** START MATERIAL FOR THIS EXERCISE **
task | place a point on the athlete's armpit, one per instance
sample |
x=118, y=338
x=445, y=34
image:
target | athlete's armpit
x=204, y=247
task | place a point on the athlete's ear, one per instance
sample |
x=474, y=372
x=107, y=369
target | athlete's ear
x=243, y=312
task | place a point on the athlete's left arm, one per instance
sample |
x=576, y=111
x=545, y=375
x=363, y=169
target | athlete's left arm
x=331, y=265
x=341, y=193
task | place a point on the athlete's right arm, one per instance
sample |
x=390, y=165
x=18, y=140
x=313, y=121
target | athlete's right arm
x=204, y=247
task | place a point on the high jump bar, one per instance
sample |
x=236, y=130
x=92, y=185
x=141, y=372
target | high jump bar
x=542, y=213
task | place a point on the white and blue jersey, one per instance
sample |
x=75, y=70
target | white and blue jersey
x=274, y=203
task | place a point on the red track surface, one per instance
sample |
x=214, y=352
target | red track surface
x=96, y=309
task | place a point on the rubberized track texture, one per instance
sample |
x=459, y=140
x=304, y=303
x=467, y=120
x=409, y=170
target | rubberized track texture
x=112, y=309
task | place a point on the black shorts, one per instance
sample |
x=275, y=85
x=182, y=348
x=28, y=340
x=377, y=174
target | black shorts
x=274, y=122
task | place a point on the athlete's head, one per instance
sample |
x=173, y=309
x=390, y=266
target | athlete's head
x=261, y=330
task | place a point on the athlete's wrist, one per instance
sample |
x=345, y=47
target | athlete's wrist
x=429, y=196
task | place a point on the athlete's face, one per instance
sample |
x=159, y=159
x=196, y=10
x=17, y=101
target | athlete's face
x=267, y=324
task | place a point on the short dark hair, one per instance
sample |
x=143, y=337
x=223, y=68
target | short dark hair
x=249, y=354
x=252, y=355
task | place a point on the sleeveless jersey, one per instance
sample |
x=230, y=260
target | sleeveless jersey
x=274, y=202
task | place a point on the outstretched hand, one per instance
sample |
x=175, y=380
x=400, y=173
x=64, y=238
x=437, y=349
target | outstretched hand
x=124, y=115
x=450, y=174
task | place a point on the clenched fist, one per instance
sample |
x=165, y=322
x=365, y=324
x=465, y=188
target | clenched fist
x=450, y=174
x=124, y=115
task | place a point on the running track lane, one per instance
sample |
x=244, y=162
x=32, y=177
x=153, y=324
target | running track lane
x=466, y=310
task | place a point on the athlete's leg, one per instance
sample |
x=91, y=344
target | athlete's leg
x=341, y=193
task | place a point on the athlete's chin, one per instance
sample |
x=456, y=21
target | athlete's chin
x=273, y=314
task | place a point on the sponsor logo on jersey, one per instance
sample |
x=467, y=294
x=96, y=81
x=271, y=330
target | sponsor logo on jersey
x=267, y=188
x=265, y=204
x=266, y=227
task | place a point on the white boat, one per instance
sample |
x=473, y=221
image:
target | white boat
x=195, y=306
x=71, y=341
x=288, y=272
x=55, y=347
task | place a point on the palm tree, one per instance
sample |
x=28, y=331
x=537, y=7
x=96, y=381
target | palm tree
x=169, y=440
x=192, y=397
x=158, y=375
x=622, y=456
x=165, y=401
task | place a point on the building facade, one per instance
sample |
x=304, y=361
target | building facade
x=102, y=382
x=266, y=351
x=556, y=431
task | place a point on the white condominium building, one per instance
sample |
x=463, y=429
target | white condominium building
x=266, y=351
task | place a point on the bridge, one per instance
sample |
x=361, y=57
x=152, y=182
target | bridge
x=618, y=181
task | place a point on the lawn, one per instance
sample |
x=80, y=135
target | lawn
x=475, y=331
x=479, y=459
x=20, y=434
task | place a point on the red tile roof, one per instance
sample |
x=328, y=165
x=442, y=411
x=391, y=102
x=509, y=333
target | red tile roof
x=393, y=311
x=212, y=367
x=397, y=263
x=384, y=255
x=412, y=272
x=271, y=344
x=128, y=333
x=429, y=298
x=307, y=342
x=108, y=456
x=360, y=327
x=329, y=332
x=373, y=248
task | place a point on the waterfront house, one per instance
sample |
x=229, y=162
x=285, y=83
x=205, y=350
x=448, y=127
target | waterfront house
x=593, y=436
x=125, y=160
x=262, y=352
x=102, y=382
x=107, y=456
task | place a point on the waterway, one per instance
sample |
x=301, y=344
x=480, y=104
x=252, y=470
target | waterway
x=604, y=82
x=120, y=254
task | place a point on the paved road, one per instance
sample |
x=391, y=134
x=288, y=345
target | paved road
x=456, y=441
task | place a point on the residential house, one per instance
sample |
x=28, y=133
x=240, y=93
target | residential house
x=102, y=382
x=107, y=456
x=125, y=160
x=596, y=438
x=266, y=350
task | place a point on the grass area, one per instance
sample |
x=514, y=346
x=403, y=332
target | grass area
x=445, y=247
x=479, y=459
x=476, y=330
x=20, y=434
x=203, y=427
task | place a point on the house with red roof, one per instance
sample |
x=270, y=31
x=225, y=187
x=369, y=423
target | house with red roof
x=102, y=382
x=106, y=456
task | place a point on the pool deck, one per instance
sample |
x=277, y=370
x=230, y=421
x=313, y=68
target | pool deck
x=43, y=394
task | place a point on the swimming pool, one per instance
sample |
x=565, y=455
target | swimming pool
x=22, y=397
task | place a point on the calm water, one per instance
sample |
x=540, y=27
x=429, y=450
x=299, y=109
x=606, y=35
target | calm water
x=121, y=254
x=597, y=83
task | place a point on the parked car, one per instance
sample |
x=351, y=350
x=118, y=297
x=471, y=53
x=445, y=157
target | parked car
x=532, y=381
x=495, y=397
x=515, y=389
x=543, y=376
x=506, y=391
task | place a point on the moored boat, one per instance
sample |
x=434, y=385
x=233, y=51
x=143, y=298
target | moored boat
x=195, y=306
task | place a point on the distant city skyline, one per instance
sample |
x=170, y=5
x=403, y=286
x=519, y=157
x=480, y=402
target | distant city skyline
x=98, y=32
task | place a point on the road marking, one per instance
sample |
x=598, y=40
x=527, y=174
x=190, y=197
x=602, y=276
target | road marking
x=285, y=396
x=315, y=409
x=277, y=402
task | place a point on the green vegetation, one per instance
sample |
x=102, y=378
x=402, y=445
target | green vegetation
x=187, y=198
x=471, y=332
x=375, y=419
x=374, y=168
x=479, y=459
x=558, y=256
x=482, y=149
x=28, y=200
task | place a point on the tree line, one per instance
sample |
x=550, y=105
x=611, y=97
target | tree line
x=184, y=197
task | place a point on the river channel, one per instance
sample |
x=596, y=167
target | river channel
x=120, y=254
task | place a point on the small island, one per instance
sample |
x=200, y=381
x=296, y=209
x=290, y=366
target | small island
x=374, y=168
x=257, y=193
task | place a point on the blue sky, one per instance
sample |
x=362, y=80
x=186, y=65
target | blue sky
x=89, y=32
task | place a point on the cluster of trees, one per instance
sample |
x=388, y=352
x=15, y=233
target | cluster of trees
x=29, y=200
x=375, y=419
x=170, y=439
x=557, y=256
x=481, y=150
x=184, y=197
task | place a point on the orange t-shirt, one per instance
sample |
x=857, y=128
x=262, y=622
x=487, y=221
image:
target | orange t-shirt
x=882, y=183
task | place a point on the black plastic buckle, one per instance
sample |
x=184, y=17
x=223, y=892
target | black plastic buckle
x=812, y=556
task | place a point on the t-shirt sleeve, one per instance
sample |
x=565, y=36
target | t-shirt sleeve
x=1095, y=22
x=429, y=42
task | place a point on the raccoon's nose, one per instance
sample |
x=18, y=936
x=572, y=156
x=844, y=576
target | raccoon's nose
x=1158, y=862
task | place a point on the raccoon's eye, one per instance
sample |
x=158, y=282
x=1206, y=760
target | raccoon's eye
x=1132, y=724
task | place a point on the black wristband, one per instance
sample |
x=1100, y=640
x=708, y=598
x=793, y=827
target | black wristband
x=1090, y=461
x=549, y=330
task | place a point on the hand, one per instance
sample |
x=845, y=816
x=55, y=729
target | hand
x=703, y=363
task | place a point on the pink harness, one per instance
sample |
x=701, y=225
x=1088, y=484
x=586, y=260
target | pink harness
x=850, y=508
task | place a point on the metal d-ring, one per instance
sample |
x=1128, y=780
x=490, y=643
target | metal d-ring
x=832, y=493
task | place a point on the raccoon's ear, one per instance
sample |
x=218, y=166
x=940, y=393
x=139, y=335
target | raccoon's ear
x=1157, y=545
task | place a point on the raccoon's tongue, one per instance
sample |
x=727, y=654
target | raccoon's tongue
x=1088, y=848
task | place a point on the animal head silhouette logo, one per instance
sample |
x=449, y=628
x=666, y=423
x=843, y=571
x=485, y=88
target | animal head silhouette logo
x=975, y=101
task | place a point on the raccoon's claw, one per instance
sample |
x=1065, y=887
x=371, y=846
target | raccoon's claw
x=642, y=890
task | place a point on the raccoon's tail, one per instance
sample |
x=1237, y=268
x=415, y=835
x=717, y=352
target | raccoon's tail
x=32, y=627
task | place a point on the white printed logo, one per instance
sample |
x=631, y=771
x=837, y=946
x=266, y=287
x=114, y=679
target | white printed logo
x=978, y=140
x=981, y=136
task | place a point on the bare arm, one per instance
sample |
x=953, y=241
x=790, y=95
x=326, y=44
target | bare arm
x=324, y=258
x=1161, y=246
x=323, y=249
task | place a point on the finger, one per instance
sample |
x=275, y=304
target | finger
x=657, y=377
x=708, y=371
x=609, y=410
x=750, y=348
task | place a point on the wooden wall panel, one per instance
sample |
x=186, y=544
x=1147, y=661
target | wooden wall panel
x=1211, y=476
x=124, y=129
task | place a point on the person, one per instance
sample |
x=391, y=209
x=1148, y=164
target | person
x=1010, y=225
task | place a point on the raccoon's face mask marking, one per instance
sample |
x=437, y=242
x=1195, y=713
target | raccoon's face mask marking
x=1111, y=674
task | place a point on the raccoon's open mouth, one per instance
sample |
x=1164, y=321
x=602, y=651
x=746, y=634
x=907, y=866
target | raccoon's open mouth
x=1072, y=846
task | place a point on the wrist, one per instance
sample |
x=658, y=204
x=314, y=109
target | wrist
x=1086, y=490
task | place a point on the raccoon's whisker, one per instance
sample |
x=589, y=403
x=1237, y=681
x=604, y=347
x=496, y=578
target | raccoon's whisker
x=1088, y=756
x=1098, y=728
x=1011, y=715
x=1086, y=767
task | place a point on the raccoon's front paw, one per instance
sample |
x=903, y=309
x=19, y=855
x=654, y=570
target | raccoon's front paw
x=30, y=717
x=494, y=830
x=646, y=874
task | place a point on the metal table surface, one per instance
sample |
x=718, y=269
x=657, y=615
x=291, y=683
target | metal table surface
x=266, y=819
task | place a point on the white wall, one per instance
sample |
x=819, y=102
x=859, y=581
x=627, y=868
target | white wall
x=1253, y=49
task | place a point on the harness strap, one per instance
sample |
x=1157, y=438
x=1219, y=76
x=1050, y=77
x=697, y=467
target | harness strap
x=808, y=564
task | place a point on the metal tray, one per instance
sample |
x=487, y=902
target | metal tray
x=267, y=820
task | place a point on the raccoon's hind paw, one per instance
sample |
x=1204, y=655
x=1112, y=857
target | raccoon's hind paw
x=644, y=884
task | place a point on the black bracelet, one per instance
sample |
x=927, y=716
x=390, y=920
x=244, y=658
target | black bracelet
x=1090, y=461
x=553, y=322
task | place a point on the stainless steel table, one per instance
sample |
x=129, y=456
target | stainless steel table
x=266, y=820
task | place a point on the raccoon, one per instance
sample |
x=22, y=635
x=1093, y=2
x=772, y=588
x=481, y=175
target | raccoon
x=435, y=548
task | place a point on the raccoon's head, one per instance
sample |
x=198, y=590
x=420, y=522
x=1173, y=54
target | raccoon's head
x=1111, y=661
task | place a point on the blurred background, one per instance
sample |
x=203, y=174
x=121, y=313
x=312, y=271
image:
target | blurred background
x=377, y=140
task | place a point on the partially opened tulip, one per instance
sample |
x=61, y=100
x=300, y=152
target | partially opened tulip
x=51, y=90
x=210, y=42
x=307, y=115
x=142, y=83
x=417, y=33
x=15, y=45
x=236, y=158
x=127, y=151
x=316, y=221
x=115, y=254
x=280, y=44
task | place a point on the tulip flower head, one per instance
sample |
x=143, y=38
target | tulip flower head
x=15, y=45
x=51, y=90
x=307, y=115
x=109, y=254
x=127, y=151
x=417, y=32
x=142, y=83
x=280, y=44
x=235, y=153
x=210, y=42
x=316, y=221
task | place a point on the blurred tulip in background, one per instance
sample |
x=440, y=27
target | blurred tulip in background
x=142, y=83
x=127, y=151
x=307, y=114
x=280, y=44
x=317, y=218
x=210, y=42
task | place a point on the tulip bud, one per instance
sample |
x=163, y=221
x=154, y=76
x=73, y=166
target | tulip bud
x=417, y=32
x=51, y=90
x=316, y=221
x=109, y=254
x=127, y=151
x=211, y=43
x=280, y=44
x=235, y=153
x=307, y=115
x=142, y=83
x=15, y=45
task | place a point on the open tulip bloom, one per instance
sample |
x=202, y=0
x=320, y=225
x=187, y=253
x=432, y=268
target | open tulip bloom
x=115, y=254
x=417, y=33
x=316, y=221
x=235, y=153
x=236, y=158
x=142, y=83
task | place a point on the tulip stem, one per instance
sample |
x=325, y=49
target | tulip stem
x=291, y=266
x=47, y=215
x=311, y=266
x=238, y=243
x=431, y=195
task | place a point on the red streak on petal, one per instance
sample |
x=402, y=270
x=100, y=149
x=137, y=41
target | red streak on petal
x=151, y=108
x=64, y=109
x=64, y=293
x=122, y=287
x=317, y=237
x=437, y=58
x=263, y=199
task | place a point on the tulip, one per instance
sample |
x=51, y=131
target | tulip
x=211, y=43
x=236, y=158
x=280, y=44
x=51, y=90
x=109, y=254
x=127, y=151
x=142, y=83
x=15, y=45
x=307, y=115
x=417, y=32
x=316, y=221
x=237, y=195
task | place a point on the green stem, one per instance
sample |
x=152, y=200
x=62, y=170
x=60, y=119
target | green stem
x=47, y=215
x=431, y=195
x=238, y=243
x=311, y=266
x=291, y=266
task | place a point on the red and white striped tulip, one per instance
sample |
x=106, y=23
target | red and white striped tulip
** END MATERIAL FOR THIS EXERCISE **
STATED GOAL: Convert the part of the records that opens with the line containing "task | place a point on the bare" and closes with the line containing "x=750, y=348" into a JSON list of strings, one string per line, omitting any blank lines.

EXERCISE OUTPUT:
[
  "task | place a point on the bare arm, one per instance",
  "sample |",
  "x=953, y=241",
  "x=790, y=95",
  "x=326, y=44",
  "target | bare arm",
  "x=324, y=258",
  "x=1161, y=246",
  "x=323, y=249",
  "task | place a point on the finger, one per instance",
  "sample |",
  "x=275, y=304",
  "target | finger",
  "x=657, y=377",
  "x=708, y=371",
  "x=609, y=410",
  "x=750, y=348"
]